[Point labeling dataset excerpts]

################

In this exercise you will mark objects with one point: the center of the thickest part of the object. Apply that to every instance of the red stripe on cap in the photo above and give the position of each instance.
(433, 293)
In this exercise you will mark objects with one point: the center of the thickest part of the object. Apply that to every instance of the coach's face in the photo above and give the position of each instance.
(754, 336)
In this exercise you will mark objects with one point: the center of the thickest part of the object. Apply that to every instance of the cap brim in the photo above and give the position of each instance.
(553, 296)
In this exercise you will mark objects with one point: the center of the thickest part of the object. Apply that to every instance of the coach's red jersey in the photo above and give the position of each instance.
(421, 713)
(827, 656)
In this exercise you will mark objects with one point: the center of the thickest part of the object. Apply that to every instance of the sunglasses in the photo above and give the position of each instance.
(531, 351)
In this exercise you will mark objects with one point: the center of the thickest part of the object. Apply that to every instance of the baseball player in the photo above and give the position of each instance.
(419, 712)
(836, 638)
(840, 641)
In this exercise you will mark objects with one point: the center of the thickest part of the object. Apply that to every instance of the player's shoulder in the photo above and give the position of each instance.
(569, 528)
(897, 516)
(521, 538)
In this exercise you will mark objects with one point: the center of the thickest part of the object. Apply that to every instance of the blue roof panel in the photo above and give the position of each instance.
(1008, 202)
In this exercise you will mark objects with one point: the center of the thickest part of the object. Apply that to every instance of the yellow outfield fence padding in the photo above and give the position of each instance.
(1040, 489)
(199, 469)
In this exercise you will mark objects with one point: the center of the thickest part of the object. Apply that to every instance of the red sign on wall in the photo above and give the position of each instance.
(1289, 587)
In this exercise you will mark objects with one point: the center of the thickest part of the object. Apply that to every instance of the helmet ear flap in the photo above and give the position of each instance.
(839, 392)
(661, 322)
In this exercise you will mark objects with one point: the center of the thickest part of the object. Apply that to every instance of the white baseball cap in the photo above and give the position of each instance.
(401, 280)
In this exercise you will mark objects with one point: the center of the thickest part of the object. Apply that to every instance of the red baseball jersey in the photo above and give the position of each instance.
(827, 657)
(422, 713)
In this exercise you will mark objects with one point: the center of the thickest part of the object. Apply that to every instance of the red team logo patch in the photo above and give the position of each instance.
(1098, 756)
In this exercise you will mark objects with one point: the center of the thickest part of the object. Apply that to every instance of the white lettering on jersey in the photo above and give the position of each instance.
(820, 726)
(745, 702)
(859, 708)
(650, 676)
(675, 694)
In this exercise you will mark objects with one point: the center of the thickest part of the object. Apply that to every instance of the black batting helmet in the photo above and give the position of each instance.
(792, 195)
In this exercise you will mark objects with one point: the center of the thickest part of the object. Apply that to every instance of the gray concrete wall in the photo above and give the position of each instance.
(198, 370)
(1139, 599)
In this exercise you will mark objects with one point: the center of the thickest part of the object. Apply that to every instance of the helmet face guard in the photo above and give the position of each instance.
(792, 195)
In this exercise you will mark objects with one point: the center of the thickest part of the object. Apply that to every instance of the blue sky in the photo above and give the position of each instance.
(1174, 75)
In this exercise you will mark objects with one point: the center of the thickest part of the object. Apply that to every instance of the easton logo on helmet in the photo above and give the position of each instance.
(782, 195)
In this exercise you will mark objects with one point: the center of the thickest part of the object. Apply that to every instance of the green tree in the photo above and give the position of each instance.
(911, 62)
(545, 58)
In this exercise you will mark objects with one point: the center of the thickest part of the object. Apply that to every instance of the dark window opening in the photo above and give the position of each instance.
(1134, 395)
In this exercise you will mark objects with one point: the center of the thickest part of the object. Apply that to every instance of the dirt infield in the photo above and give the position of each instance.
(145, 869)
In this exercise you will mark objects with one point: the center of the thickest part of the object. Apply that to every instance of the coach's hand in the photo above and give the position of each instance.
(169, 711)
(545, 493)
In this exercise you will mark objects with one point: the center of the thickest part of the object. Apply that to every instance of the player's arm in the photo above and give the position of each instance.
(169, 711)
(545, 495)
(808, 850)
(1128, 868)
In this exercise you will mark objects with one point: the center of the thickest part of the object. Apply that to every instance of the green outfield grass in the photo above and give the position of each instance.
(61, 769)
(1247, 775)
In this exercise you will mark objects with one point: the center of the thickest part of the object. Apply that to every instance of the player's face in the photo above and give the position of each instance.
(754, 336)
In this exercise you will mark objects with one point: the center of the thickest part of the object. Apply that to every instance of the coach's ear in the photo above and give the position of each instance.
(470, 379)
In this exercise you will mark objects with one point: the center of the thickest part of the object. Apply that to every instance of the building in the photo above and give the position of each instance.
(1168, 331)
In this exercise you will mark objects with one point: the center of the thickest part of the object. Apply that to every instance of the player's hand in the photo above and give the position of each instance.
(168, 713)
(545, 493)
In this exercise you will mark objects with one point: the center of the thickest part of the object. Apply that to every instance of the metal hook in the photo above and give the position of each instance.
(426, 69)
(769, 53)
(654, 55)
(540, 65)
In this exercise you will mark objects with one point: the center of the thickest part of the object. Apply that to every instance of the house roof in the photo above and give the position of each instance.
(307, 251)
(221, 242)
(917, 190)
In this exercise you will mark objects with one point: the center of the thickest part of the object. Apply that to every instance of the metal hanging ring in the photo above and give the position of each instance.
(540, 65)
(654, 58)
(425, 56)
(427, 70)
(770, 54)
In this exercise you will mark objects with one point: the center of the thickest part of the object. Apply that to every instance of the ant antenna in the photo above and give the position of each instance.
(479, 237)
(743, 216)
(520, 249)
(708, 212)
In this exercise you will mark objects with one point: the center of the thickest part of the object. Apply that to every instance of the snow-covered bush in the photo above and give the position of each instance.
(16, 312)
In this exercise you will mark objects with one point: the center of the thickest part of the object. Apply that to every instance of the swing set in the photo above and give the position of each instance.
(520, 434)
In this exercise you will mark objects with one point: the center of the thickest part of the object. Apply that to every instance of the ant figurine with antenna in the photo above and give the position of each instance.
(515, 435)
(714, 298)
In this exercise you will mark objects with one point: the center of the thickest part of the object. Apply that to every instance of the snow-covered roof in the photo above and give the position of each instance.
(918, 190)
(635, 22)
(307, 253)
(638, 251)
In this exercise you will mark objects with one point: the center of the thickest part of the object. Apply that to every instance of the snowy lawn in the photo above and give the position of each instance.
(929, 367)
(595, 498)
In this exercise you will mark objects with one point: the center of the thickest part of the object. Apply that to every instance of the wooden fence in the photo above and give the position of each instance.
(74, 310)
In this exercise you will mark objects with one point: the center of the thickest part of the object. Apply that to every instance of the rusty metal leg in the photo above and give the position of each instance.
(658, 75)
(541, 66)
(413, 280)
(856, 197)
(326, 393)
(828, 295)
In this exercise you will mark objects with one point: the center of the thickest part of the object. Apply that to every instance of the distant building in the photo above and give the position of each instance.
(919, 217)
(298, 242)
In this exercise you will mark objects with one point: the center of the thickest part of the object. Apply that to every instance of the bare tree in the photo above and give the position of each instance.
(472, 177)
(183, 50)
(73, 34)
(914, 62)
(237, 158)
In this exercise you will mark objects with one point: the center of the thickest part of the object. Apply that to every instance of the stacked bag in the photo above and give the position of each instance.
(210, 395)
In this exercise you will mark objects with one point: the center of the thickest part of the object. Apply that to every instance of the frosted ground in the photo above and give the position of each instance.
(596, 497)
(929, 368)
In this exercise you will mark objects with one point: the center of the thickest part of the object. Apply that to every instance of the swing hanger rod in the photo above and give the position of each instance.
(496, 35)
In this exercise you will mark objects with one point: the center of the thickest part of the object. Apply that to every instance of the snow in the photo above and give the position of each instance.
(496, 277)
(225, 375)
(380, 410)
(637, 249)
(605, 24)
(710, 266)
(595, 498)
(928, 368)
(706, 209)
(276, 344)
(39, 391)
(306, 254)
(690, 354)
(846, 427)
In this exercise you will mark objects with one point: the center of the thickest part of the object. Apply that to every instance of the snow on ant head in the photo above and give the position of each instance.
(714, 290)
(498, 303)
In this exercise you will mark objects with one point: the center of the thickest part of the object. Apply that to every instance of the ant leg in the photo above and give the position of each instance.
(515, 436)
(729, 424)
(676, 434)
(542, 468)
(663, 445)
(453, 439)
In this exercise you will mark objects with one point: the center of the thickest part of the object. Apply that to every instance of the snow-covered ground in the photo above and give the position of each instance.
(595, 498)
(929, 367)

################

DIRECTIVE: Update the data from the line with "the helmet face" to the line with "(1128, 868)" by replacing "dirt infield" with "clay infield" and leaving everything else unchanged. Give back only those lines.

TASK ANSWER:
In this exercise you will mark objects with one point: the center of the thickest part of the object. Apply that to every instance of the helmet face guard in the photo above and give the position of each instance.
(792, 195)
In this exercise you will mark objects with one point: the center of the thickest part of the object. Apply that to every instance of the blue sky in the photo above and give the position of each instance.
(1174, 75)
In this exercise you will mark objects with one point: the center of the thickest part of the object. Apply that to every instance of the easton logo on helmet in the photo above and give the position of each instance.
(782, 195)
In this exercise you will mark objects with one point: the center of the thickest part of the object. Apply that to every instance of the green tree in the photo above and give the position of each instance.
(911, 62)
(545, 58)
In this exercise you will mark objects with one point: the center of the thickest part of the object. Apply that to every instance of the dark window opening in the photo above and give the position of each instance.
(1134, 395)
In this exercise you will mark objects with one point: the center of the thickest part of the object. Apply that to every instance of the clay infield in the photo above and give the position of each instance.
(145, 869)
In this exercise you will mark objects with one point: the center of the thickest part of the object. Apply that to every instance of the coach's hand in the photo above and give the position of each instance.
(169, 711)
(545, 493)
In this exercise you will mark objects with one point: the center of the thickest part of the object. Apply that to every instance of the player's arm in the photo above and give the position of each instance.
(169, 711)
(545, 495)
(808, 850)
(1128, 868)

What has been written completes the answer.